> **The task**
Quote the records beneath, complete and exact. Leave out images.
#### Entries supplied
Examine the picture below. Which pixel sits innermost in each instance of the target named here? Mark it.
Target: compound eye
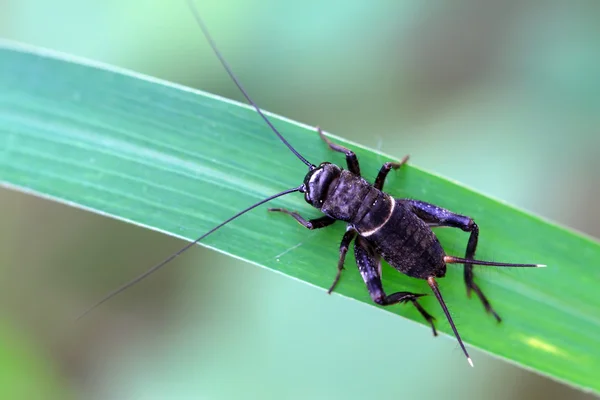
(307, 197)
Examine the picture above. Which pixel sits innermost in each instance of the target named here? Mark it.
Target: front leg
(346, 240)
(316, 223)
(437, 216)
(369, 265)
(385, 169)
(351, 158)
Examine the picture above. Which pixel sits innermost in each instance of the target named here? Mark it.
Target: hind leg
(369, 265)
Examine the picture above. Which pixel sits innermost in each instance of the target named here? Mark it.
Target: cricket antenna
(438, 295)
(458, 260)
(213, 45)
(182, 250)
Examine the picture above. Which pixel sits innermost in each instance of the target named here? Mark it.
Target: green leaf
(181, 161)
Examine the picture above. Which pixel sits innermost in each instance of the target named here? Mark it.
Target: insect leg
(316, 223)
(369, 265)
(346, 240)
(437, 216)
(351, 158)
(385, 169)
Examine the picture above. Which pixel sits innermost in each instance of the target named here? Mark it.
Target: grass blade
(180, 161)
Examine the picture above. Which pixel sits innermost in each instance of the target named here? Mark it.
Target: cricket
(381, 227)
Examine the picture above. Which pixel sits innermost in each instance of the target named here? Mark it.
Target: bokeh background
(501, 96)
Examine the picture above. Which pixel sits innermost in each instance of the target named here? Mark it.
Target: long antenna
(213, 45)
(182, 250)
(458, 260)
(438, 295)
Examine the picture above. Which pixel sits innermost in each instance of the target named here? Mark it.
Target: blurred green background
(501, 96)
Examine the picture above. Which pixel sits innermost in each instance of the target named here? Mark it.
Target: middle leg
(351, 158)
(385, 169)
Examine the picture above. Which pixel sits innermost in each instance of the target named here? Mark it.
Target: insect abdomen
(407, 244)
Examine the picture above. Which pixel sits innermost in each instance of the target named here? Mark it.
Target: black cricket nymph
(382, 227)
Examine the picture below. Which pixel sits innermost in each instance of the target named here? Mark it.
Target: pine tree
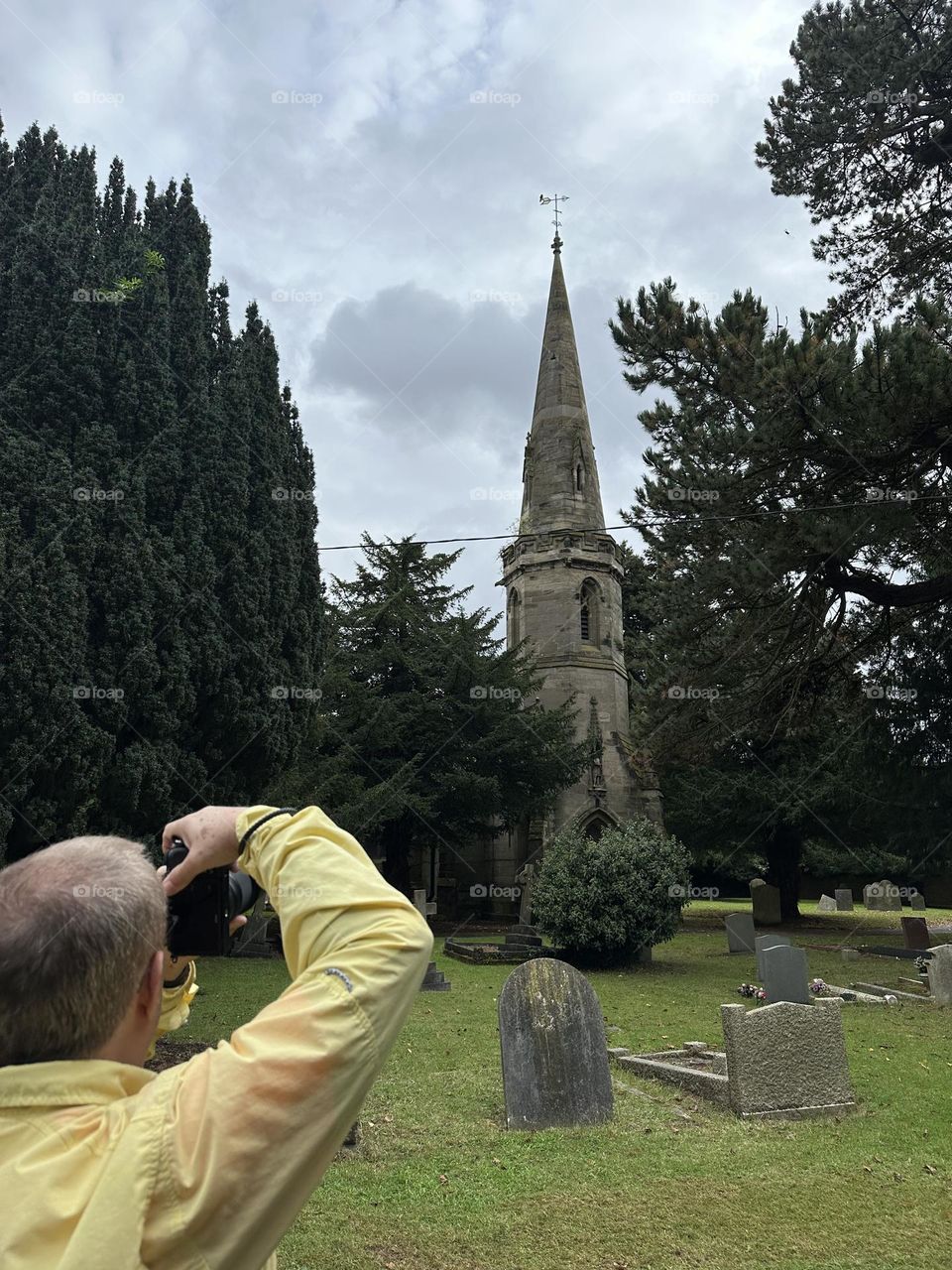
(428, 730)
(153, 598)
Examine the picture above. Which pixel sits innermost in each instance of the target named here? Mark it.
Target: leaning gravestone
(787, 1060)
(740, 933)
(941, 974)
(766, 942)
(785, 974)
(766, 903)
(915, 933)
(555, 1064)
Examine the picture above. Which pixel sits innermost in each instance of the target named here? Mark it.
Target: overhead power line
(892, 500)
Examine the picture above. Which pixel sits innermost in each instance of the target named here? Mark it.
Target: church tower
(562, 585)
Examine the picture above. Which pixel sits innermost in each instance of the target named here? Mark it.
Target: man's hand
(211, 839)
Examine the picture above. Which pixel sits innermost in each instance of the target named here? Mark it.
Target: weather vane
(544, 199)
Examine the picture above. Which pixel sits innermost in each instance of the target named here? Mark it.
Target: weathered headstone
(767, 942)
(434, 979)
(883, 897)
(526, 879)
(787, 1060)
(422, 906)
(785, 974)
(740, 933)
(915, 933)
(766, 903)
(941, 974)
(555, 1064)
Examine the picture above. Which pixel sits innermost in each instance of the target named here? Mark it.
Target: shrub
(604, 901)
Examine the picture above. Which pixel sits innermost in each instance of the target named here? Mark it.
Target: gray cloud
(400, 176)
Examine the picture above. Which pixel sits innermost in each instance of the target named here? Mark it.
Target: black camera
(200, 913)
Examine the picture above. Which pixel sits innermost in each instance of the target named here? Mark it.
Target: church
(562, 595)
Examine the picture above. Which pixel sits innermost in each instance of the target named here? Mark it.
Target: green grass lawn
(438, 1184)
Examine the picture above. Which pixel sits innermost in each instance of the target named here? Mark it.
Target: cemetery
(442, 1178)
(475, 680)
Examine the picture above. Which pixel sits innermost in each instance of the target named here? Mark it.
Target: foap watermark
(889, 693)
(295, 893)
(94, 494)
(481, 890)
(888, 96)
(495, 298)
(293, 96)
(492, 96)
(90, 693)
(679, 494)
(492, 494)
(290, 296)
(94, 96)
(488, 693)
(876, 494)
(889, 890)
(98, 296)
(295, 693)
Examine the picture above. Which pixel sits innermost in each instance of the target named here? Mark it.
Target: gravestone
(766, 903)
(941, 974)
(422, 906)
(785, 974)
(787, 1060)
(434, 979)
(915, 933)
(526, 879)
(767, 942)
(551, 1034)
(883, 897)
(740, 933)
########
> **Full answer**
Examine the picture below. Which pixel sits innermost in each instance of the target named here? Mark it.
Target: compound eye
(307, 197)
Examine the picture above. Which pixel sits innermost in each instance of the target named here? Mark it.
Target: front leg
(346, 240)
(316, 223)
(437, 216)
(369, 265)
(385, 169)
(351, 158)
Examine the picture above. Which pixel sits innermost in each instance of the target named here? Mark it.
Target: hind leg
(369, 265)
Examine the picture above. Which pixel sits innermost in each instance of the target named here? Mark it.
Target: cricket antenna
(438, 295)
(458, 260)
(213, 45)
(182, 250)
Examine the picture above. Which pixel sits innermost in each instance of the target named here? Mark it.
Target: green leaf
(181, 161)
Examine the picture above. Which pixel sits innermost in each instance of the target named here? Mark it.
Target: insect leg
(316, 223)
(369, 265)
(346, 240)
(437, 216)
(351, 158)
(385, 169)
Examine the picture above. Which pixel sits innermost in each instance of the target named here? Mark it.
Target: grass blade
(180, 161)
Examine the picture above. Which pixel sits innermost in each instance of the target named here? Mark it.
Target: cricket
(381, 227)
Examine the picture above. Which pixel sits innermost in each instance of the target named here? Mark it.
Target: bokeh background
(501, 96)
Examine the picture above. Which pixel sits innermost in each instance of the target named here? Mark it.
Target: long antenna
(213, 45)
(182, 250)
(458, 260)
(438, 295)
Examine the picture above. Which pixel sits innermost in each instance of the target named here? Mark it.
Target: blurred green background
(501, 96)
Examine the picture above. Which pixel sits innermost in each instance of the target named here? Mark it.
Target: middle leg
(351, 158)
(385, 169)
Examine the picture above. Which pixel sits innermost in each instance of the target named here? Mark it.
Target: insect abdomen
(407, 244)
Examine the picture above. Which pixel sits innermost in each instance of the target named here? Mark it.
Target: black cricket nymph
(382, 227)
Examine the picture below. Which pixel sits innermost in each instance of the target named here? Mark it.
Target: pine tree
(428, 730)
(153, 598)
Examine the picture above. Which pixel sits innermost in each instance of the target named here? Mark it.
Target: leaning gravestone
(787, 1060)
(740, 933)
(941, 974)
(766, 942)
(785, 974)
(766, 903)
(915, 933)
(555, 1064)
Examine the picture above. Which pixel sits innermost in each instance of the target named here? Mark it.
Target: overhead power line
(892, 500)
Examine the picture above. Which pixel sits innermost in each instance of the target named here? Mark it.
Target: church tower
(562, 585)
Examine the picture above. Which pixel sits innermost in each instance of the target named here? Mark it.
Target: man's hand
(211, 839)
Examine the picture above. Which pixel sits innermost in each instance of the target named here? Mark it.
Target: weather vane
(544, 199)
Examine the picture above. Which pixel sits innermost in each instance of the target named here? Mark it.
Target: weathered headstone
(767, 942)
(434, 979)
(883, 897)
(526, 879)
(787, 1060)
(422, 906)
(785, 974)
(740, 933)
(915, 933)
(766, 903)
(941, 974)
(555, 1064)
Examine the picture above. Which pixel sits innermost in each instance of the target named here? Mark it.
Target: shrub
(604, 901)
Examine the picture above. Which pixel sits innermost in each instance of the target named here? Mark it.
Target: gray cloud
(400, 176)
Examine the picture above. Which pixel sits innermost in each instance of the target named here? Mark it.
Target: black camera
(200, 913)
Examine the picture above. Which pixel sits innermost in each instance of the target named here? Mark it.
Target: church
(562, 595)
Examine the picture above. Which pixel sits innermost in each instance of the target named here? Mark it.
Target: green grass lawn
(438, 1184)
Examine the picture above. Which pixel sits innermost in each instance of the target named here? Mark it.
Target: cemetery
(442, 1178)
(475, 680)
Examine the picture above. Which pixel sits innermost in each instance of the target named here? Mark it.
Target: foap watermark
(889, 693)
(295, 893)
(94, 494)
(481, 890)
(888, 96)
(495, 298)
(293, 96)
(492, 96)
(90, 693)
(679, 494)
(492, 494)
(290, 296)
(94, 96)
(488, 693)
(876, 494)
(889, 890)
(98, 296)
(295, 693)
Examine the picture above. Which pixel sits innermost in each instance of the target named here? Mark it.
Target: gravestone
(766, 903)
(941, 974)
(422, 906)
(785, 974)
(787, 1060)
(434, 979)
(915, 933)
(526, 879)
(767, 942)
(551, 1034)
(883, 897)
(740, 933)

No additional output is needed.